= What the task requires =
Extract every row below that contains the string "short", matching case exactly.

━━━━━━━━━━━━━━━━

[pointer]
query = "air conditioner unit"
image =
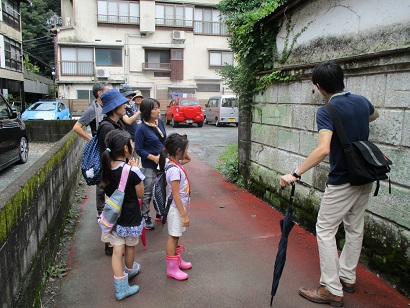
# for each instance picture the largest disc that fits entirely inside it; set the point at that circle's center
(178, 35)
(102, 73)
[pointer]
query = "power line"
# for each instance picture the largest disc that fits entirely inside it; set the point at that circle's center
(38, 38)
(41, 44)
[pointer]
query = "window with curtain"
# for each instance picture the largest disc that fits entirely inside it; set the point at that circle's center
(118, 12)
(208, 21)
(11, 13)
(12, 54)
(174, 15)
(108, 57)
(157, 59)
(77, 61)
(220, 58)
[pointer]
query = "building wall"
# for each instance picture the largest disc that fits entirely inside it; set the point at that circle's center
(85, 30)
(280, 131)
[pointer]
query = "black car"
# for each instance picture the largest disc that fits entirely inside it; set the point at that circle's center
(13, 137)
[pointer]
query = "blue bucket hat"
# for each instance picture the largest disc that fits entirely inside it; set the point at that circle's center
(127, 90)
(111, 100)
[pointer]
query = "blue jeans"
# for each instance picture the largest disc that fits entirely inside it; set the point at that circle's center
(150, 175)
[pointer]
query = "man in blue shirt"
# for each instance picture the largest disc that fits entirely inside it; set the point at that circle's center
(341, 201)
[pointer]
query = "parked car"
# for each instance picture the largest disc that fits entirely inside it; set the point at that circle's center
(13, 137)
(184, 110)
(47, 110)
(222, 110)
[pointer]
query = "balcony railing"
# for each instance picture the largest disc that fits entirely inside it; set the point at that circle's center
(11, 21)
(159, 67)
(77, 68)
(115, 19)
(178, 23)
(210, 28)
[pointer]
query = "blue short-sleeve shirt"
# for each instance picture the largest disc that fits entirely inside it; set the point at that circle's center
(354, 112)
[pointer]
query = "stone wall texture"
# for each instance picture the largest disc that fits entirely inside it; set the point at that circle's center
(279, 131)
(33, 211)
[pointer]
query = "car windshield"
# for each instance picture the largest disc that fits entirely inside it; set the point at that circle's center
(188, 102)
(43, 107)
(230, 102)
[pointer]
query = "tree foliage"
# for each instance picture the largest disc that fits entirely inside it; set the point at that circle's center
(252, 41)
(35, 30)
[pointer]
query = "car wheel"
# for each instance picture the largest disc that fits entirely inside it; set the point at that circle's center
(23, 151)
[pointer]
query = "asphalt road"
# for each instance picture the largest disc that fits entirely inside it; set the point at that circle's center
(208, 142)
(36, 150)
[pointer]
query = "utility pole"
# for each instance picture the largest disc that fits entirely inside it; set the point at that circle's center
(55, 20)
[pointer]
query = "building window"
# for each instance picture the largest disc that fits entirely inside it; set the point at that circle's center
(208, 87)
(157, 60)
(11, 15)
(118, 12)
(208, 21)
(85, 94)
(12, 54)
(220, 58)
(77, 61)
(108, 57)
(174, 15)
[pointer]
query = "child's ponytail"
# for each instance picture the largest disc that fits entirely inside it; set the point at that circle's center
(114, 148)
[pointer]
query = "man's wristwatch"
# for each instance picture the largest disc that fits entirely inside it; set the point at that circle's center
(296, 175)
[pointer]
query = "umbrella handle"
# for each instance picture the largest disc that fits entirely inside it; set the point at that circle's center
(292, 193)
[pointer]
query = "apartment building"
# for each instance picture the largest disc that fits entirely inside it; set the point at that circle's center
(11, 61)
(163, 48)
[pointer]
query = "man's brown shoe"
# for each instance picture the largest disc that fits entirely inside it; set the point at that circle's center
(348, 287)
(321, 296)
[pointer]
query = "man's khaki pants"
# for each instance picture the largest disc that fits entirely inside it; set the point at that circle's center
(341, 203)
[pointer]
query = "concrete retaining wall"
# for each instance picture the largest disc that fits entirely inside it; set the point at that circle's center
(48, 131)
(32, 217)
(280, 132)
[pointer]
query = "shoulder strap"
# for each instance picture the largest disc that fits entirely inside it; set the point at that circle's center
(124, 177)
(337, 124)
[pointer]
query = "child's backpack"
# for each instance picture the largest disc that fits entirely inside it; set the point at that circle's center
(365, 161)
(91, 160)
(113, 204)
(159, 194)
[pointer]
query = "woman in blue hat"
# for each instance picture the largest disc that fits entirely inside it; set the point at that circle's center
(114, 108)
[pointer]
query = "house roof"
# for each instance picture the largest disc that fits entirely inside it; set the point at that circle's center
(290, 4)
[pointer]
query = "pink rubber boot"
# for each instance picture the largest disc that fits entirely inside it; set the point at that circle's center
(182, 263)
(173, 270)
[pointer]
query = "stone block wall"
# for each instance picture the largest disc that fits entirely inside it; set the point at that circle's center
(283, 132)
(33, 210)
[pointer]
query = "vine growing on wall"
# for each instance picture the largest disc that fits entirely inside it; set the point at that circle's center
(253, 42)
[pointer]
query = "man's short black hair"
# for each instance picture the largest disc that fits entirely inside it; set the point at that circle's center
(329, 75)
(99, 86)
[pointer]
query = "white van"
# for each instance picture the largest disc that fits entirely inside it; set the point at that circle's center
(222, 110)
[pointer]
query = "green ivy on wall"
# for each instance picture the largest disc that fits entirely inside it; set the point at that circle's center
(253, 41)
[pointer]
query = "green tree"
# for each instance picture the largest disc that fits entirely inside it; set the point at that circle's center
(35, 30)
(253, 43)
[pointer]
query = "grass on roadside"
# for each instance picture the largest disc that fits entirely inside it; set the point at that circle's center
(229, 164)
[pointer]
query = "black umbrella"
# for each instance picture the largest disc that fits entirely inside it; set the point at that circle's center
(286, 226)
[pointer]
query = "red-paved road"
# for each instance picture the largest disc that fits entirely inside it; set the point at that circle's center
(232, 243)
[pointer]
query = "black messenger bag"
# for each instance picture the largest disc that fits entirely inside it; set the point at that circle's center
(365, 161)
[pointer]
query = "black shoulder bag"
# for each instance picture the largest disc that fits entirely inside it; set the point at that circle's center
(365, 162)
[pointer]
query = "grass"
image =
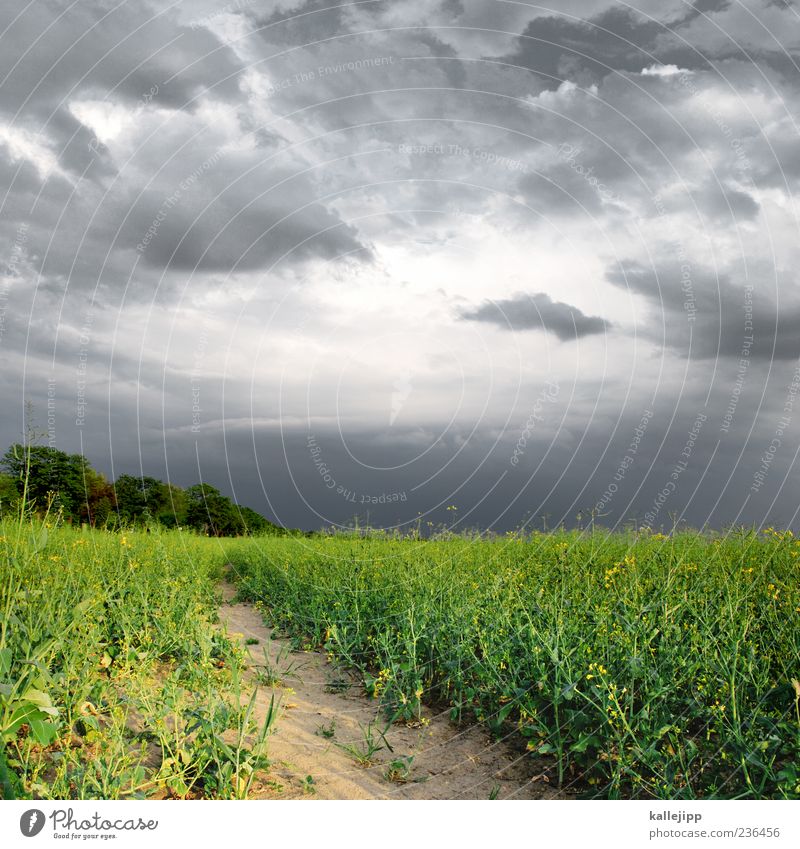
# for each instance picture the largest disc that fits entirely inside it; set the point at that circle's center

━━━━━━━━━━━━━━━━

= Exercise response =
query = "blue short-sleeve shirt"
query = "man's short black hair"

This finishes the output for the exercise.